EXERCISE TASK:
Please locate every line in the items below that contains the word "dining" and copy each of those lines in full.

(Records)
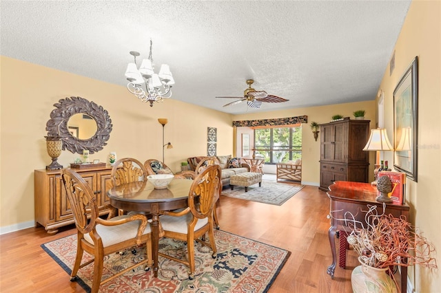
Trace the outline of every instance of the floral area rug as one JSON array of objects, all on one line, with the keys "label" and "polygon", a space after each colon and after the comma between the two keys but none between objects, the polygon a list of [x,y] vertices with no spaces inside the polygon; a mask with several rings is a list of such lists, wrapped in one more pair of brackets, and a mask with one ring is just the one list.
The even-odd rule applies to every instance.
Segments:
[{"label": "floral area rug", "polygon": [[248,186],[248,192],[245,193],[245,187],[234,186],[232,191],[229,186],[227,186],[222,191],[221,195],[252,202],[281,206],[303,187],[305,186],[301,184],[263,180],[260,187],[258,184]]},{"label": "floral area rug", "polygon": [[[187,266],[159,257],[158,278],[152,270],[144,271],[143,265],[104,283],[100,292],[266,292],[283,267],[291,252],[222,230],[214,230],[218,250],[216,259],[209,248],[196,243],[196,274],[188,279]],[[42,244],[43,249],[64,269],[72,272],[76,252],[76,235]],[[183,242],[163,238],[159,241],[162,252],[183,258],[187,248]],[[127,264],[146,257],[145,247],[136,248],[136,254],[126,250],[105,257],[103,277],[123,270]],[[86,252],[83,262],[91,257]],[[90,292],[93,263],[80,269],[77,282]],[[66,278],[70,278],[66,274]]]}]

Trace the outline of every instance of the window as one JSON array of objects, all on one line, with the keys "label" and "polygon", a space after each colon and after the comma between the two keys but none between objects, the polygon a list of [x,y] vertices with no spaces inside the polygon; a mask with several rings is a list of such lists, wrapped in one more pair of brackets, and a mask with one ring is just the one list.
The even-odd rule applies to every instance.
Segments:
[{"label": "window", "polygon": [[302,127],[254,129],[256,157],[263,155],[265,164],[287,162],[302,157]]}]

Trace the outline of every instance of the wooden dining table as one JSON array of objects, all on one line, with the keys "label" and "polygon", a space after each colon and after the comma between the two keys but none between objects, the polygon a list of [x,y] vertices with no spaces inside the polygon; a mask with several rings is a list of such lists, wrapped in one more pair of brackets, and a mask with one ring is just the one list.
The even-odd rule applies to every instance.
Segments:
[{"label": "wooden dining table", "polygon": [[124,210],[147,212],[152,215],[152,254],[153,272],[158,276],[159,215],[161,211],[188,206],[188,194],[193,180],[174,178],[165,189],[155,189],[147,181],[121,184],[107,192],[110,204]]}]

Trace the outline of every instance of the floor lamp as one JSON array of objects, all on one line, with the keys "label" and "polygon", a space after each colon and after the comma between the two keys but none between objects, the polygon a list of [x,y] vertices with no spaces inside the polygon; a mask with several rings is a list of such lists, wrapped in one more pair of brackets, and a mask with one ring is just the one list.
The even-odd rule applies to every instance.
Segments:
[{"label": "floor lamp", "polygon": [[163,163],[164,162],[164,148],[165,147],[165,146],[167,146],[167,149],[173,149],[173,146],[172,145],[172,143],[170,142],[166,144],[164,144],[164,127],[168,122],[168,120],[167,118],[158,118],[158,122],[161,123],[161,124],[163,126]]},{"label": "floor lamp", "polygon": [[[384,151],[393,151],[393,148],[391,145],[387,137],[387,133],[384,128],[377,128],[371,129],[371,135],[363,148],[363,151],[380,151],[381,159],[384,160]],[[377,185],[377,177],[378,175],[378,162],[376,162],[375,169],[373,170],[373,176],[375,181],[371,182],[372,185]]]}]

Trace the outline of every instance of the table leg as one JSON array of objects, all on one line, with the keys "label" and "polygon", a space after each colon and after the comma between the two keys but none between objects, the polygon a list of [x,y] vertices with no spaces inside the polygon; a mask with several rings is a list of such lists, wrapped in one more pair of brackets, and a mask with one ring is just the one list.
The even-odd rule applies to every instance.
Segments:
[{"label": "table leg", "polygon": [[153,258],[153,274],[158,277],[158,251],[159,250],[159,206],[158,204],[152,204],[152,257]]},{"label": "table leg", "polygon": [[329,237],[329,244],[331,245],[331,252],[332,252],[332,264],[329,265],[326,271],[328,274],[331,275],[331,278],[334,279],[334,272],[336,270],[336,263],[337,255],[336,252],[336,228],[334,225],[329,227],[328,230],[328,237]]}]

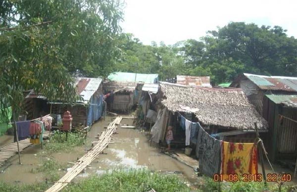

THE OUTPUT:
Trace the outline of every instance of the wooden dining table as one JSON array of objects, all on one line, with the keys "label" and "polygon", a space after each colon and after the comma between the two keys but none between objects, the polygon a list of [x,y] vertices with no spaces inside the polygon; a mask with several rings is a list of such lists, wrapped in one more pair of brackets, and a mask with one ring is just the one list.
[{"label": "wooden dining table", "polygon": [[124,210],[147,212],[152,215],[152,254],[153,272],[158,276],[159,215],[161,211],[188,206],[188,194],[193,180],[174,178],[165,189],[155,189],[147,181],[121,184],[107,192],[110,204]]}]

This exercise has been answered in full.